It doesn’t matter if you are setting up a new lab, or replacing old equipment, there’s lots of thought that goes into choosing lab equipment. There are so many types of equipment and lab consumables to choose from, you may find the following tips helpful.
Price is always a concern, no matter what you want to buy, including lab equipment. Not only should you consider its cost price, but also consider how much it costs to maintain it through its lifetime.
You also have to find out how much you have to spend on replacement parts or lab consumables. Don’t forget to compare the product with other makes and models to simplify the process.
2.Type of tests
You don’t just go on a random buying spree to buy microscopes, pipettes and test tubes. You need to choose and buy your equipment based on the type of tests you will be performing. This goes without saying, but you never know how some manufacturers can successfully convince you into buying things you may not even use.
Choose the material wisely. Most lab consumables are made of plastic, but there is also some important lab glassware. You need glass pieces for transparency, to conduct tests involving heat because they are heat-resistant.
Besides, they are relatively inert, so there’s no worry of any reactions occurring with chemicals and substances while collecting samples or doing tests. Besides, glass lab consumables are relatively easy to use and can be used as many times as possible.
Of course, there’s always the chance of their falling and breaking or cracking, so it’s better to buy something made of strong and durable like borosilicate glass.
It’s best for tests with heat because it’s resistant to thermal shock. It’s better to buy amber glass consumables if you will be handling substances that are sensitive to light. This is because amber glass protects from ultraviolet and infrared light.
Check the calibration on lab consumables like pipettes and test tubes. They should be clear and exact. While most companies maintain uniformity in their calibration, some do fluctuate and have minute variations. Though it may seem minute on the instrument, the same difference sometimes defines if a patient is healthy or not, or requires surgery or not.
It’s better to determine who, and how much the lab consumables and equipment will be used before placing an order. It’s based on the usage that you may have to place an order for more products or look for something stronger or better.
For example, if it comes to test tubes, it’s needed for most tests and there’s the chance of it breaking when in use and storage. So it’s better to order a surplus of them to use and compensate as required.

DATASET EXTRACT -
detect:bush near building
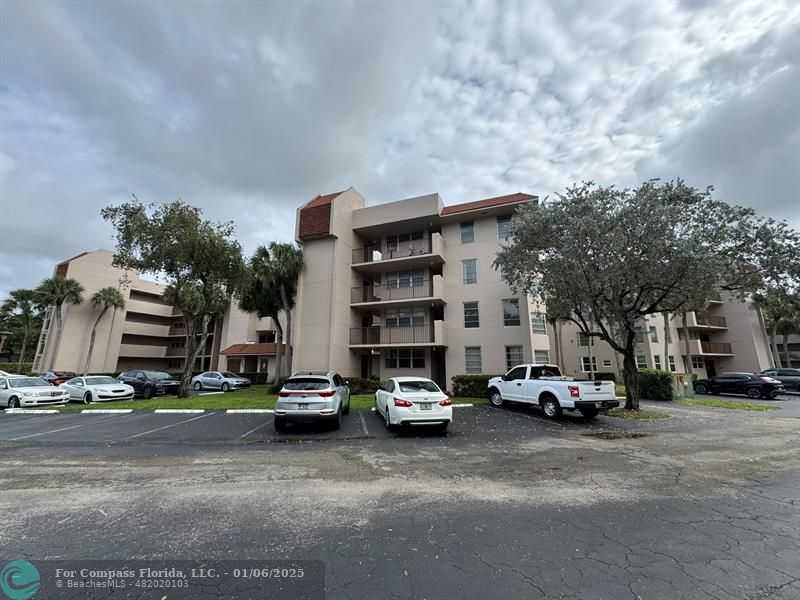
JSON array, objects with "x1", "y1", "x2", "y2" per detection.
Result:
[{"x1": 639, "y1": 369, "x2": 675, "y2": 402}]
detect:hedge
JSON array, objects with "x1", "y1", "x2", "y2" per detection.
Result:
[
  {"x1": 450, "y1": 375, "x2": 499, "y2": 398},
  {"x1": 0, "y1": 363, "x2": 33, "y2": 375},
  {"x1": 639, "y1": 369, "x2": 675, "y2": 402}
]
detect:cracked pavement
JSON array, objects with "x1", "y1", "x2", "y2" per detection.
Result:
[{"x1": 0, "y1": 398, "x2": 800, "y2": 600}]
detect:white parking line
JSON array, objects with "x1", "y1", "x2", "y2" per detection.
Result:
[
  {"x1": 122, "y1": 413, "x2": 214, "y2": 442},
  {"x1": 8, "y1": 417, "x2": 123, "y2": 442},
  {"x1": 239, "y1": 419, "x2": 273, "y2": 440},
  {"x1": 358, "y1": 410, "x2": 369, "y2": 435}
]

WHAT YOU WILL DO -
Condense the paragraph of the lab equipment tips that begins "Check the calibration on lab consumables" into a short bulleted list that keeps its main facts.

SOLUTION -
- Check the calibration on lab consumables such as pipettes and test tubes.
- The markings should be clear and exact.
- Most companies keep their calibration uniform, but some show minute variations.
- A difference that looks minute on the instrument can decide whether a patient is healthy or needs surgery.